### Written request
Collect every line of the records that contains the word "blue".

::::

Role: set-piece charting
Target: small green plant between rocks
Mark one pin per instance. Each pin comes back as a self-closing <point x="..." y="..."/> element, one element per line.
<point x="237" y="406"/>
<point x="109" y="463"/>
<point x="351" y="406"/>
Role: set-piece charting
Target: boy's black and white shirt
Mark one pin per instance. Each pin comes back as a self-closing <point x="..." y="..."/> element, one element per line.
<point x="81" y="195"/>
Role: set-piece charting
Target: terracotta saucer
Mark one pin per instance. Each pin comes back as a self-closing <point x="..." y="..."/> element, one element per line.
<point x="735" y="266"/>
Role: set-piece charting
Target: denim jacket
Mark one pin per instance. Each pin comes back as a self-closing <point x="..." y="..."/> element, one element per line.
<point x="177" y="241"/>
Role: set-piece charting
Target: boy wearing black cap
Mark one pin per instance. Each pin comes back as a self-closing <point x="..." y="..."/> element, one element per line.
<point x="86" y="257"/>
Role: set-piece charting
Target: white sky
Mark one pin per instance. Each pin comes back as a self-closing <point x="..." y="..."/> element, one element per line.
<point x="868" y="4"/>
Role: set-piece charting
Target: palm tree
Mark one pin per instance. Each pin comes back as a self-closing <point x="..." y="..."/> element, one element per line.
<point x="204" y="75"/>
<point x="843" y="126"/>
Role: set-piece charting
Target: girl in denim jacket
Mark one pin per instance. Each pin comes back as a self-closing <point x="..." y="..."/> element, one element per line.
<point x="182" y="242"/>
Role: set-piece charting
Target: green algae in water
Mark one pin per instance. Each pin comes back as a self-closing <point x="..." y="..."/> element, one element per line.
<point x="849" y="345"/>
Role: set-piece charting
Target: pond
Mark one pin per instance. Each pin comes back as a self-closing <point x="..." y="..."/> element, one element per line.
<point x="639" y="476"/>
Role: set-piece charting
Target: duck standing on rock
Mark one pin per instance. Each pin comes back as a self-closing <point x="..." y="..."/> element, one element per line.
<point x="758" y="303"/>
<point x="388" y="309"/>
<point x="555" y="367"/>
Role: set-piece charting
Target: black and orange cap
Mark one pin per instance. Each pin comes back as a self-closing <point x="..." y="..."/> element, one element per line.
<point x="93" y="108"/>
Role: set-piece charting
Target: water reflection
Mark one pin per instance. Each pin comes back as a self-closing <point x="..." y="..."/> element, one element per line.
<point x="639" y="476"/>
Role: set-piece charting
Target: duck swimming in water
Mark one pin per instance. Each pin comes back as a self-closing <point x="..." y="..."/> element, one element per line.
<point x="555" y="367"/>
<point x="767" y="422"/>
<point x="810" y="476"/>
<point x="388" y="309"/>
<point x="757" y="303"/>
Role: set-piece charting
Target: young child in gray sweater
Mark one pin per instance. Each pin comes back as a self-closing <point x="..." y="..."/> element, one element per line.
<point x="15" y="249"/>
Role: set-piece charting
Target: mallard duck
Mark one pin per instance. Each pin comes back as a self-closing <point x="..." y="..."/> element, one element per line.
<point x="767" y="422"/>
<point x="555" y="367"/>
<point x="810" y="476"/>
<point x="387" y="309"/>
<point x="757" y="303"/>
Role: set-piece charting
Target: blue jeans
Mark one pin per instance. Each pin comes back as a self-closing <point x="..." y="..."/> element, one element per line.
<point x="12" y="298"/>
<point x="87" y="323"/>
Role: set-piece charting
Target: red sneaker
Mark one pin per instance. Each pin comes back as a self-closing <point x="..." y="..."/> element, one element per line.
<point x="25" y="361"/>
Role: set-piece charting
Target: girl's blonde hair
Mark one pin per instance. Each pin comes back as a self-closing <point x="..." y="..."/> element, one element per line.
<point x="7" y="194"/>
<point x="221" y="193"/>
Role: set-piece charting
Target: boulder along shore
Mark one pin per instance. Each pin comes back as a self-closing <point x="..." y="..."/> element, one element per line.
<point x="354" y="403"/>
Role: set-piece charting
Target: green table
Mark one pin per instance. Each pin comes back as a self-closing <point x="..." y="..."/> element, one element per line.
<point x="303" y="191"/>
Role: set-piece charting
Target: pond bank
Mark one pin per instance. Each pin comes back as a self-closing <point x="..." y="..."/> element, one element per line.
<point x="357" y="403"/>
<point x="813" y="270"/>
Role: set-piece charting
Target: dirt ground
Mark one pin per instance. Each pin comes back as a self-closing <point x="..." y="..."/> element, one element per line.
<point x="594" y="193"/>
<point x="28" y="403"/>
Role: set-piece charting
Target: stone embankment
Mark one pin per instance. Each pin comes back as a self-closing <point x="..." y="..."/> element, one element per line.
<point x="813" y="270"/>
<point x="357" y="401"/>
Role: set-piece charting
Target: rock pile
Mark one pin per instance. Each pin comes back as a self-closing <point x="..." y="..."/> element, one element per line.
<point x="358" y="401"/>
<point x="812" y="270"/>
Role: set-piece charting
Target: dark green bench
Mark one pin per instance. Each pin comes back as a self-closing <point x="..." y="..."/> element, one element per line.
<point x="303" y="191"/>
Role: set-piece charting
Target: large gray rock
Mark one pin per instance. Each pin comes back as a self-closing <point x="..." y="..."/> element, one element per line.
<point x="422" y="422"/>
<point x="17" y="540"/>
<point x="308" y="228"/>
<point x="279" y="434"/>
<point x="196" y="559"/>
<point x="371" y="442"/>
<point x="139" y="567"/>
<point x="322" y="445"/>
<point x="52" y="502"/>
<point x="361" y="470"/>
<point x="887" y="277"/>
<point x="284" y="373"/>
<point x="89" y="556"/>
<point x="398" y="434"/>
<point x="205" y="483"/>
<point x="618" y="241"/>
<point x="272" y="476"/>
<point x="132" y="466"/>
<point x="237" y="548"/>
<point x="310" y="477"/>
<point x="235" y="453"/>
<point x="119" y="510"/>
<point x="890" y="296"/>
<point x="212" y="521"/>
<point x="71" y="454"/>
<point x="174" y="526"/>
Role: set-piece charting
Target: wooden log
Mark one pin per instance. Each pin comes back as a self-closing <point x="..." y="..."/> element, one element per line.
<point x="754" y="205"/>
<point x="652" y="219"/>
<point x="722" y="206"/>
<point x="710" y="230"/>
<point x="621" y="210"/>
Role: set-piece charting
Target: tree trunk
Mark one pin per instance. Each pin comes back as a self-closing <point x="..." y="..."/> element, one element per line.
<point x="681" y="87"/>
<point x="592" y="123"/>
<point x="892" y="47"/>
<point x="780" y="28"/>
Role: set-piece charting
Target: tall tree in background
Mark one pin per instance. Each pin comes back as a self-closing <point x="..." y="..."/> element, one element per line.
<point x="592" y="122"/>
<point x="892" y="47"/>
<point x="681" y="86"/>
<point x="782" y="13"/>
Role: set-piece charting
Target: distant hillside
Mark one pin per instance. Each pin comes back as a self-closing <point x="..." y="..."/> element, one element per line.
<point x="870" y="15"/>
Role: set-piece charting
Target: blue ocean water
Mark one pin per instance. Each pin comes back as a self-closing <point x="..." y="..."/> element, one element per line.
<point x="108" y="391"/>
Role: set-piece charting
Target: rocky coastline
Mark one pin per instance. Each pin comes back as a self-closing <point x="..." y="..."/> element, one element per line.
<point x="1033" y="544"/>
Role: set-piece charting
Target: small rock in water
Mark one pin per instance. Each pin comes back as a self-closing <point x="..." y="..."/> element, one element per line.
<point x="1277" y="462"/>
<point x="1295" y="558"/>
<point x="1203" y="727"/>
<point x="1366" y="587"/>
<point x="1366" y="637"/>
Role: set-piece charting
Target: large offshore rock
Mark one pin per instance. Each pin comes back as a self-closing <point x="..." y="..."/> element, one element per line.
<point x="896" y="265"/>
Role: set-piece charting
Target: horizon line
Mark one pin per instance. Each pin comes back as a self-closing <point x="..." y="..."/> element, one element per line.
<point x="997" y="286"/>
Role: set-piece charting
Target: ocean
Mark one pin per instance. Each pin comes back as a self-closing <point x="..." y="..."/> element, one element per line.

::::

### Exercise output
Target: blue jeans
Target: blue ocean water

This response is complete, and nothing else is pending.